══ Provided material
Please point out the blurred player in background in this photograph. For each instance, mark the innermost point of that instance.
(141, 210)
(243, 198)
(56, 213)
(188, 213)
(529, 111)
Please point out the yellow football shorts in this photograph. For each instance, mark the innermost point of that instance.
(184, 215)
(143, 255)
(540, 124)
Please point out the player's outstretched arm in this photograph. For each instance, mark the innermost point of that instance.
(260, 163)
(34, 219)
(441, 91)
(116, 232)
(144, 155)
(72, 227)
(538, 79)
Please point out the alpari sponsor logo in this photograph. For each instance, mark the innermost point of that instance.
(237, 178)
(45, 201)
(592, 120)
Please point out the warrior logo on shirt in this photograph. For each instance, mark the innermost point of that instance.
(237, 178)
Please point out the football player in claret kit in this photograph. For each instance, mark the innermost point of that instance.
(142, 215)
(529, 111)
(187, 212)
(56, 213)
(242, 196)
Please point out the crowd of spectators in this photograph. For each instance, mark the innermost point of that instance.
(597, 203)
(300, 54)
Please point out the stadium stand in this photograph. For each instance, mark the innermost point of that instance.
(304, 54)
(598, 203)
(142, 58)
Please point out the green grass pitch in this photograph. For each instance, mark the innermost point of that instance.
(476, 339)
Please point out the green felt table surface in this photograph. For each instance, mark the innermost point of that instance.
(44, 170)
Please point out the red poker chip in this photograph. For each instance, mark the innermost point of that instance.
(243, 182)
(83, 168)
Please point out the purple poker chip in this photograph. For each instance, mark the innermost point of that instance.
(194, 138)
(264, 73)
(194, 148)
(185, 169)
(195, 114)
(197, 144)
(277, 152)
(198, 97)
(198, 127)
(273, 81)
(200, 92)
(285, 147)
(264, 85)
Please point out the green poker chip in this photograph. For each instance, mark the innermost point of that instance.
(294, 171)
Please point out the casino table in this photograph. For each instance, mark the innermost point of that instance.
════
### What you have to do
For this exercise, please retype exactly the lines in the listing from the line with "Please point out the green poker" through its last line, both ends included.

### Task result
Please point out the green poker chip in this photograph. For each instance, mark the innermost point of that instance.
(294, 171)
Please point out the casino table in this photograph. For each instance, mark the innermost point of that instance.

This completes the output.